● **THE TASK**: Copy every line below. Do not alter any of them.
--- INPUT DATA Enclosed Below ---
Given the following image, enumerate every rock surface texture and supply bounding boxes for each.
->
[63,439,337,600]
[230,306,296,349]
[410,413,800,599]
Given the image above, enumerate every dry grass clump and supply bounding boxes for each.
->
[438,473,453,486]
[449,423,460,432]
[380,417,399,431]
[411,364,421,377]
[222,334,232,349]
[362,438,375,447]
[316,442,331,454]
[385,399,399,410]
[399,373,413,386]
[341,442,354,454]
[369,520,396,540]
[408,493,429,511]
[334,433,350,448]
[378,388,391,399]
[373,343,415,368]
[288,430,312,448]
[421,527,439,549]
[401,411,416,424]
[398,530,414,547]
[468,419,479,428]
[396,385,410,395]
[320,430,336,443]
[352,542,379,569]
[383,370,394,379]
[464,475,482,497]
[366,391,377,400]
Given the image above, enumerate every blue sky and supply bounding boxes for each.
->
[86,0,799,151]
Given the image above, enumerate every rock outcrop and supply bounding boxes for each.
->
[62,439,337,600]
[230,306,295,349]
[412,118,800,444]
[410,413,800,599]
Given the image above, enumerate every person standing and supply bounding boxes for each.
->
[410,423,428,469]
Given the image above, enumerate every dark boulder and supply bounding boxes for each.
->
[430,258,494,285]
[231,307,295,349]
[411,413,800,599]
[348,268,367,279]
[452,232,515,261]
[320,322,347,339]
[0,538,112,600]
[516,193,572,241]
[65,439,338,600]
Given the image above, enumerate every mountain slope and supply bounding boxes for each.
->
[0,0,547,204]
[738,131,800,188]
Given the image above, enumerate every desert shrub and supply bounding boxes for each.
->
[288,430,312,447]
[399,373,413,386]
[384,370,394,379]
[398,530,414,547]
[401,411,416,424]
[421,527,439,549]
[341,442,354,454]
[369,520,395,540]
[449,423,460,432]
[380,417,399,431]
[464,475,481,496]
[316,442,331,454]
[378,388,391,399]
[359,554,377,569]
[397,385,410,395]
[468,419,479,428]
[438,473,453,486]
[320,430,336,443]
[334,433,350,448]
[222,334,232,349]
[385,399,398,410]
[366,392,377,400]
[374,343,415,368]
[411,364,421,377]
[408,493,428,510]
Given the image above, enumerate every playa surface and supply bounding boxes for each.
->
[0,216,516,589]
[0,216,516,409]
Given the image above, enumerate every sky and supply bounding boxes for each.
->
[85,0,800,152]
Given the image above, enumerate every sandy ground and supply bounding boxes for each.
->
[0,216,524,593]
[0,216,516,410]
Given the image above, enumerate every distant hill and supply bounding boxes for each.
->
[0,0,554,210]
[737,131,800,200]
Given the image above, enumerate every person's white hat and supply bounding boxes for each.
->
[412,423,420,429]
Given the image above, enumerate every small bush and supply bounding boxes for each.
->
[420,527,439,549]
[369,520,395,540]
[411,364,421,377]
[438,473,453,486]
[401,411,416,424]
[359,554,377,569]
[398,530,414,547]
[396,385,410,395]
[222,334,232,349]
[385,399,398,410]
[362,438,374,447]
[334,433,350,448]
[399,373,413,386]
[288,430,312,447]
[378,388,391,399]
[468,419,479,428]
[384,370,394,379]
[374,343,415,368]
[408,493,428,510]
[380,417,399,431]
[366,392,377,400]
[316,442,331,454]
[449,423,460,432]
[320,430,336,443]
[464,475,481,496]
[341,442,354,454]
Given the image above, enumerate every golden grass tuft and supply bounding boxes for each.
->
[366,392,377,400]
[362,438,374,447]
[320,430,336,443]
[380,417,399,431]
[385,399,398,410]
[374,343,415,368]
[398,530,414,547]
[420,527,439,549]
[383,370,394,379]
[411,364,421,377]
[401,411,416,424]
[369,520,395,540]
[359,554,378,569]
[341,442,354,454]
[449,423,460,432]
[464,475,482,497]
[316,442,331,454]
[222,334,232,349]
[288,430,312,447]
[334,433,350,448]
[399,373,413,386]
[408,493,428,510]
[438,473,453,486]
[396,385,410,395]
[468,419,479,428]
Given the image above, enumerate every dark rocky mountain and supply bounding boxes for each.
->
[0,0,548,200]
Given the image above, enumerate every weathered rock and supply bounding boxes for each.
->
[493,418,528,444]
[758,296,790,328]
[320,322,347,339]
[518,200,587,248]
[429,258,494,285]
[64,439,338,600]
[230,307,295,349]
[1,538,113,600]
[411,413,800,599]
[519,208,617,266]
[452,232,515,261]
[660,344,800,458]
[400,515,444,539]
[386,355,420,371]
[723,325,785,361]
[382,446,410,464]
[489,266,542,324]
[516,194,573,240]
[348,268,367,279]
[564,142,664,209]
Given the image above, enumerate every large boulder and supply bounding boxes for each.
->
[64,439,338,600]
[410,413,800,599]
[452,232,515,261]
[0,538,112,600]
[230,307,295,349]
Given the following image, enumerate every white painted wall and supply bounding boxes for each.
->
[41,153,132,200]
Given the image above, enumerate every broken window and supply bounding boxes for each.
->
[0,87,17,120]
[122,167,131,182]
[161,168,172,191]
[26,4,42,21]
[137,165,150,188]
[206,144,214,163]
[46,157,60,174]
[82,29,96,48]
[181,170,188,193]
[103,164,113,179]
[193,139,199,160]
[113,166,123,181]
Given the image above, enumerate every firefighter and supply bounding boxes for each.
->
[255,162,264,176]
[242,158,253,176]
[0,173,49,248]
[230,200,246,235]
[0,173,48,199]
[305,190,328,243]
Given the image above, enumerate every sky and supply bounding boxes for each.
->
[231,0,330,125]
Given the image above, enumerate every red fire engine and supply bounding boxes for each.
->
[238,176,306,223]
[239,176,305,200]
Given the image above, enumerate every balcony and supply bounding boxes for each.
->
--- End of Enclosed INPUT DATA ---
● **WRITTEN SOLUTION**:
Given the following image, enumerate every rock surface texture and supply bounding boxes for each.
->
[63,439,337,600]
[230,306,296,349]
[410,413,800,599]
Given the image above, enumerate every dry grass clump and supply bounding boxes for each.
->
[438,473,453,486]
[449,423,460,432]
[380,417,399,431]
[411,364,421,377]
[222,334,232,349]
[362,438,375,447]
[316,442,331,454]
[385,399,399,410]
[399,373,413,386]
[341,442,354,454]
[369,520,396,540]
[408,493,429,511]
[334,433,350,448]
[378,388,391,399]
[373,343,415,368]
[288,430,312,448]
[421,527,439,549]
[401,411,416,424]
[398,530,414,547]
[468,419,479,428]
[396,385,410,395]
[320,430,336,443]
[352,542,379,569]
[383,370,394,379]
[464,475,482,497]
[366,391,377,400]
Given the image above, enumerate every blue sky and supply bounding boxes for each.
->
[86,0,799,151]
Given the image above, enumerate every rock outcrop and supply bounding boxes for each.
->
[62,439,337,600]
[230,306,295,349]
[412,118,800,444]
[410,413,800,599]
Given the image above, enumerate every person standing and supply bounding boxes for each.
->
[410,423,428,469]
Given the image above, enumerate every dark boulder and supply bounding boxes for each.
->
[430,258,494,285]
[231,307,295,349]
[411,413,800,599]
[348,268,367,279]
[452,232,515,261]
[320,322,347,339]
[0,538,112,600]
[516,193,572,241]
[65,439,338,600]
Given the image above, enumerate every mountain slope and supply bounding boxes for each.
->
[0,0,547,204]
[738,131,800,188]
Given the image above, enumerate every desert shrub and supply bounding boxes for each.
->
[288,430,312,447]
[399,373,413,386]
[384,370,394,379]
[398,530,414,547]
[401,411,416,424]
[421,527,439,549]
[341,442,354,454]
[369,520,395,540]
[449,423,460,432]
[380,417,399,431]
[464,475,481,496]
[316,442,331,454]
[378,388,391,399]
[359,554,377,569]
[397,385,410,395]
[468,419,479,428]
[438,473,453,486]
[320,430,336,443]
[334,433,350,448]
[222,334,232,349]
[385,399,398,410]
[366,392,377,400]
[374,343,415,368]
[411,364,421,377]
[408,493,428,510]
Given the image above, enumerate every playa surface and supply bounding boxes for each.
->
[0,216,516,589]
[0,216,516,409]
Given the image above, enumerate every sky and supply bounding boxes for each.
->
[85,0,800,152]
Given the image above, enumerate every sandy ground and supply bounding boxes for each.
->
[0,216,524,593]
[0,216,516,410]
Given the image above, enumerate every distant hill and supply bounding boxes for each.
->
[0,0,554,210]
[737,131,800,200]
Given the image above, enumerate every person's white hat and supply bounding boxes for each.
->
[412,423,420,429]
Given the image above, enumerate every small bush and supply bounding boxes for each.
->
[420,527,439,549]
[369,520,395,540]
[411,364,421,377]
[438,473,453,486]
[401,411,416,424]
[359,554,377,569]
[398,530,414,547]
[396,385,410,395]
[222,334,232,349]
[385,399,398,410]
[362,438,374,447]
[334,433,350,448]
[399,373,413,386]
[288,430,312,447]
[378,388,391,399]
[468,419,479,428]
[384,370,394,379]
[374,343,415,368]
[408,493,428,510]
[380,417,399,431]
[366,392,377,400]
[316,442,331,454]
[449,423,460,432]
[320,430,336,443]
[464,475,481,496]
[341,442,354,454]
Given the image above, enumerate every golden grass tuft and supply bounding boxes for each.
->
[366,392,377,400]
[362,438,374,447]
[320,430,336,443]
[380,417,399,431]
[385,399,398,410]
[374,343,415,368]
[398,530,414,547]
[420,527,439,549]
[383,370,394,379]
[411,364,421,377]
[401,411,416,424]
[369,520,395,540]
[359,554,378,569]
[341,442,354,454]
[449,423,460,432]
[464,475,482,497]
[316,442,331,454]
[222,334,232,349]
[288,430,312,447]
[334,433,350,448]
[399,373,413,386]
[408,493,428,510]
[438,473,453,486]
[396,385,410,395]
[468,419,479,428]
Given the image above, enumerate every dark rocky mountain and supply bounding boxes for each.
->
[0,0,548,200]
Given the image above, enumerate every weathered rock and supply bounding boxes for each.
->
[493,418,528,444]
[758,296,790,328]
[320,322,347,339]
[518,200,587,248]
[429,258,494,285]
[64,439,338,600]
[230,307,295,349]
[1,538,113,600]
[411,413,800,599]
[519,208,617,266]
[452,232,515,261]
[660,344,800,458]
[400,515,444,539]
[386,355,420,371]
[723,325,785,361]
[382,446,410,464]
[489,266,542,324]
[516,194,573,240]
[348,268,367,279]
[564,142,664,209]
Given the image above, enumerate every large boulder and supply bounding boxes for each.
->
[64,439,338,600]
[410,413,800,599]
[452,232,515,261]
[0,538,112,600]
[230,307,295,349]
Given the following image, enumerate every white painted wall and supply bounding boxes for each.
->
[41,153,132,200]
Given the image above, enumerate every broken window and supply bounding boxes for each.
->
[0,87,17,120]
[122,167,131,182]
[161,168,172,191]
[26,4,42,21]
[137,165,150,188]
[206,144,214,163]
[46,157,60,174]
[82,29,96,48]
[181,170,188,193]
[103,164,113,179]
[193,139,199,160]
[113,166,123,181]
Given the image above, enumerate every firefighter and supply bounding boxes for each.
->
[255,162,264,176]
[242,158,253,176]
[0,173,49,248]
[230,200,246,235]
[0,173,48,199]
[305,190,328,243]
Given the image above, enumerate every sky and supply bounding boxes for each.
->
[231,0,330,125]
Given the image above, enumerate every red fire engine and supply bounding boxes for each.
->
[238,176,306,223]
[239,176,305,200]
Given the image above, enumerate every balcony and supply bounding boxes for each.
->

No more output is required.